> _Texto fornecido_:

◆ ◆ ◆

Ora bem, vamos lá analisar algumas das múltiplas grosserias aqui contempladas: queremos com isto dizer que os homens, cuja capacidade intelectual e de liderança fora de casa parece ser superior, não são capazes de cumprir funções como aspirar o chão, lavar a loiça, planear compras, acompanhar consultas médicas ou limpar rabos? Tarefas que, à partida, qualquer adulto funcional consegue fazer, ou aprender a fazer? Se os homens não são capazes de tarefas consideradas há séculos inferiores, fará sentido depositar neles a liderança das nossas empresas e do nosso País? Irónico, no mínimo. Depois, aquilo que me parece ainda mais grave nesta narrativa: os homens são progenitores e cuidadores de segunda categoria? Não estão aptos para os afetos? Estamos a falar de homens ou de gorilas? Sinceramente, eu, se fosse homem, sentir-me-ia insultado por tudo isto. 

Foto: Leya

Se queremos ser sérios na discussão do que aqui está em causa, falemos de estatuto de pessoas prestadoras de cuidados domésticos e familiares, um trabalho que já deveria ter sido reconhecido há muito tempo - e que teria tido um impacto gigante na liberdade individual, alavancada pela liberdade financeira, de milhões de mulheres que foram vaticinadas à submissão e à total dependência por nunca este seu papel ter sido reconhecido no passado. E escrevo propositadamente do passado, quando este era o único lugar possível para as mulheres. Mas em 2024, estamos longe dessa realidade.

Este País não é só de homens, é também de mulheres.

◆ ◆ ◆

> _Excerto de dados_:
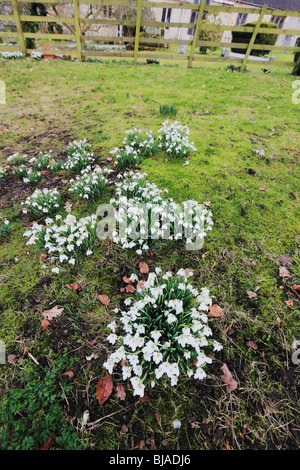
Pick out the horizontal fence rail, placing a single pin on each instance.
(74, 24)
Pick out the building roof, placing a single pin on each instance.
(288, 5)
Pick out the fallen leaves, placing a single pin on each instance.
(68, 207)
(121, 394)
(251, 294)
(285, 259)
(283, 271)
(104, 389)
(144, 267)
(53, 313)
(104, 299)
(228, 379)
(49, 315)
(49, 442)
(215, 311)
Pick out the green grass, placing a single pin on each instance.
(230, 116)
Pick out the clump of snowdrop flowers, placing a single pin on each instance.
(79, 156)
(17, 158)
(37, 55)
(138, 208)
(144, 216)
(64, 239)
(12, 55)
(3, 172)
(135, 147)
(174, 139)
(90, 184)
(125, 157)
(163, 333)
(43, 202)
(20, 171)
(5, 228)
(42, 161)
(33, 177)
(146, 145)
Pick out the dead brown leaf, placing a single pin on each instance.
(53, 312)
(45, 324)
(228, 379)
(251, 294)
(104, 299)
(104, 389)
(144, 268)
(129, 288)
(49, 442)
(145, 398)
(284, 272)
(251, 344)
(68, 207)
(215, 311)
(73, 286)
(289, 303)
(285, 259)
(121, 392)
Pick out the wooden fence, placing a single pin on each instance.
(137, 41)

◆ ◆ ◆

> _Aplicar a leitura_:
A: No texto sobre as tarefas domésticas e os homens, de que estatuto se propõe falar para tornar a discussão séria?
B: Prossiga o texto sobre as tarefas domésticas e os homens a partir da última frase apresentada.
As linhas não têm qualquer papel aqui.

> _Respostas às tarefas_:
A: Do estatuto de pessoas prestadoras de cuidados domésticos e familiares.

B:
Hoje, as mulheres são metade da força laboral deste País. São massa crítica, são massa cinzenta reconhecida e necessária nas mais diversas áreas, são papel ativo no potencial económico do País e força em crescimento na liderança de todos os sectores. Porque este País não é só de homens, é também de mulheres. Muitas mulheres continuam, sim, a ter a sobrecarga dos chamados modelos tradicionais dentro das portas de casa, onde as mentalidades tardam em mudar. Muitas, são obrigadas a estagnar das suas carreiras à conta de estereótipos que lhes conferem responsabilidade máxima no que toca à prestação de cuidados, muitas nem sequer conseguem ter a oportunidade de entrar no mercado de trabalho porque são rotuladas à cabeça como menos disponíveis. Muitas continuam a sofrer com a miserável disparidade salarial que persiste em Portugal, continuando a enfrentar a perspetiva de desafios económicos quando chegarem à idade da reforma. Se estão preocupados com a proteção das mulheres, comecem por aí, por exemplo.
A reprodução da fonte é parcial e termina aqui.